What this task involves = Please copy exactly the lines that begin with the one containing "of the aircraft" and end with the last line of the entries.

Provided records =
☆ ☆ ☆ ☆ ☆ ☆ ☆

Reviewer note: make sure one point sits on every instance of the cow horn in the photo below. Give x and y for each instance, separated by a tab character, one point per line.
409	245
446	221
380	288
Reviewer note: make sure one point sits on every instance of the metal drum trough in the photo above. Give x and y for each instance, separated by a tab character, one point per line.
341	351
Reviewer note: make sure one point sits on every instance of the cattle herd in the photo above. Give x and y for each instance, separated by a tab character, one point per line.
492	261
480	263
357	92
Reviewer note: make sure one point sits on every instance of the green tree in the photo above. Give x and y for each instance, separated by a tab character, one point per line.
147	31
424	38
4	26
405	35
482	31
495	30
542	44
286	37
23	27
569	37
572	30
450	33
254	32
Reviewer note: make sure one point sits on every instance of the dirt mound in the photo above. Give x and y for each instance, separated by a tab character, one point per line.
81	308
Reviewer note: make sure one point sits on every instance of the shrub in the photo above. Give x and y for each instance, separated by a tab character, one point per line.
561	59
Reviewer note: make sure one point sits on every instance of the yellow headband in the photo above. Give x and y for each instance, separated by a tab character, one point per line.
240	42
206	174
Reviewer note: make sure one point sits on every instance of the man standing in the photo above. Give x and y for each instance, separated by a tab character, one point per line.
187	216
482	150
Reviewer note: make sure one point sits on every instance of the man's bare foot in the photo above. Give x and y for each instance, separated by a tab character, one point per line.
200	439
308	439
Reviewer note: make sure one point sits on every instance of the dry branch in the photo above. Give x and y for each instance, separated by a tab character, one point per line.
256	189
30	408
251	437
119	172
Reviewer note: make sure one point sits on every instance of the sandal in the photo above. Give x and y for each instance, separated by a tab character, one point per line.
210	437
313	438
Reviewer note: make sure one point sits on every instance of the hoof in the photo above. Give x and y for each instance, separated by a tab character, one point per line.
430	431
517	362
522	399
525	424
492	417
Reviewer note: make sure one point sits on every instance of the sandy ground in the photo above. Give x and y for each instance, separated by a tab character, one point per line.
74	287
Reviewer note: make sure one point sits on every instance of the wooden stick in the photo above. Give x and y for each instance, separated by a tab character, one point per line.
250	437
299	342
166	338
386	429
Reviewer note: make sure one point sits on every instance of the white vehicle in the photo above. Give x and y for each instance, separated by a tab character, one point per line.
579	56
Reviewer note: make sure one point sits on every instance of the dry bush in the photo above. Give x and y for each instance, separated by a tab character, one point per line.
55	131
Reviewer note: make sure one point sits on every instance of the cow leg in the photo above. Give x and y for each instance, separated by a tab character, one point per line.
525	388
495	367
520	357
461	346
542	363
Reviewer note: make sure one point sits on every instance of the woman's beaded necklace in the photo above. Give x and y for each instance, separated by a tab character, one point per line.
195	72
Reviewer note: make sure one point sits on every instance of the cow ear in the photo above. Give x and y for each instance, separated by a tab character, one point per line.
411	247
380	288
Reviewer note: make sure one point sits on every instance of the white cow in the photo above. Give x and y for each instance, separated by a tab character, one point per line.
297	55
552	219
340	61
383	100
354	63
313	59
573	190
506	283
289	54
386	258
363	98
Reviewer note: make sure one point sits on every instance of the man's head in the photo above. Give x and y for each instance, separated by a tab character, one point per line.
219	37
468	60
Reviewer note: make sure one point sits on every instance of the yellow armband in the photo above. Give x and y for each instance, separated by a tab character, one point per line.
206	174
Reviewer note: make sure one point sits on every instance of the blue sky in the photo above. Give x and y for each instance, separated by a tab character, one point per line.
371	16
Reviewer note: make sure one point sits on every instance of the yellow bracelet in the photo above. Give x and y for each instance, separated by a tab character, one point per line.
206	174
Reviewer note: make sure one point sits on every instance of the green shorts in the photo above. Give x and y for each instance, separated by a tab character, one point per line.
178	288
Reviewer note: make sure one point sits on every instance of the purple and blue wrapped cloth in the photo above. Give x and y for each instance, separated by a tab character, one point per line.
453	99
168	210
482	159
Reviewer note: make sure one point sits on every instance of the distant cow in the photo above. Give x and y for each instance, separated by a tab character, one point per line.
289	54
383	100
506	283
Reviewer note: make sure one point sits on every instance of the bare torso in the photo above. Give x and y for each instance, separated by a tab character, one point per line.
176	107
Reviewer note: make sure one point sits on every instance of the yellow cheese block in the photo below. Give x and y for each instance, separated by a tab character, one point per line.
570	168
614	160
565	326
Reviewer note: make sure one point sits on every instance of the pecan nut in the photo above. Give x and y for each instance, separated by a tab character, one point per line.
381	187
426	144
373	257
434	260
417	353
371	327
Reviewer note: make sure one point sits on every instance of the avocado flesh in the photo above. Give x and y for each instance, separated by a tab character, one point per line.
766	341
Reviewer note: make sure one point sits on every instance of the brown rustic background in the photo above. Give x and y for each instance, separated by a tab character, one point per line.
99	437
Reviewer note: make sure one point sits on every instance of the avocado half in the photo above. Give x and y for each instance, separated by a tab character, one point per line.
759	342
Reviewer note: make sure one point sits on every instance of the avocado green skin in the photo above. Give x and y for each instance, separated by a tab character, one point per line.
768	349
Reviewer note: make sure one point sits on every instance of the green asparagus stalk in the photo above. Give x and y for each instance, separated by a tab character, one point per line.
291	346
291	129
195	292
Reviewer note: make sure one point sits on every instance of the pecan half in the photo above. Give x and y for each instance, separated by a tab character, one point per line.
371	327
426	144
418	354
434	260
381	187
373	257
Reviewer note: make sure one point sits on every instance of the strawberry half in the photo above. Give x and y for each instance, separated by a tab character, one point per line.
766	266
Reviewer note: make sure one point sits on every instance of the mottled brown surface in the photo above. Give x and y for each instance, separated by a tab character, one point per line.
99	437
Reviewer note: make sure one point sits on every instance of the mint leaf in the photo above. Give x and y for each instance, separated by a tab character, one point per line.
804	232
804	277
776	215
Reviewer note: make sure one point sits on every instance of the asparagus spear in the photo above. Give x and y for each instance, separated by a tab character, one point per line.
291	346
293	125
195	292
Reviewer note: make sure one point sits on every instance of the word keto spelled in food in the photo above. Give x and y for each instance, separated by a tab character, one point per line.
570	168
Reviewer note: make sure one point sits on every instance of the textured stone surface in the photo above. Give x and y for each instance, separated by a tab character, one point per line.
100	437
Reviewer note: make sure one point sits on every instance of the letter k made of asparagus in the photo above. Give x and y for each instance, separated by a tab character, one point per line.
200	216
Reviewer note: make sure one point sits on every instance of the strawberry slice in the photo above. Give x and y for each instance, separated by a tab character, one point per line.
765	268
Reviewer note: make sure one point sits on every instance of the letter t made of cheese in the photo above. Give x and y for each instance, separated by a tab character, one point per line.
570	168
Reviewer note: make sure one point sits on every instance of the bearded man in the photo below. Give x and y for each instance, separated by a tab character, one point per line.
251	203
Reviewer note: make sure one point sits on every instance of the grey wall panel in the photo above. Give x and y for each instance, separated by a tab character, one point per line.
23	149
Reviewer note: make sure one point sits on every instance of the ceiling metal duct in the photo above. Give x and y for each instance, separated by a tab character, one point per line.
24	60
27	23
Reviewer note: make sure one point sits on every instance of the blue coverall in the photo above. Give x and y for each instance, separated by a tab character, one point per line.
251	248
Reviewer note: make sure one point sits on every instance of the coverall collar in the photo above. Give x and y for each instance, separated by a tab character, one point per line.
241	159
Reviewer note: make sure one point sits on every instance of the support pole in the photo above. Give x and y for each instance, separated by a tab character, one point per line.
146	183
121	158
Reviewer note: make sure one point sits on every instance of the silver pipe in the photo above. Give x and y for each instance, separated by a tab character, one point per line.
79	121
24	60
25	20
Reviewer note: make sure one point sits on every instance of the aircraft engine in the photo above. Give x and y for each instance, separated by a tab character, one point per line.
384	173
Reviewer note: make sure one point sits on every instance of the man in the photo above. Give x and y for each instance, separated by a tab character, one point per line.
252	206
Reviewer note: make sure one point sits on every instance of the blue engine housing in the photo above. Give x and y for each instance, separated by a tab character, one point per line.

☆ ☆ ☆ ☆ ☆ ☆ ☆

Finished task =
Reviewer note: make sure one point sits on every instance of the aircraft engine in the photo above. Give x and y for each instance, separated by a tab character, one point per line.
384	173
Reviewer note: make sure one point sits on every instance of the man in the photo above. Give x and y for each instance, separated by a tab character, one point per line.
252	206
Reviewer note: make sure one point sits on every instance of the blue engine housing in the photo above. Give x and y for each instance, separated by a tab character, one point per line.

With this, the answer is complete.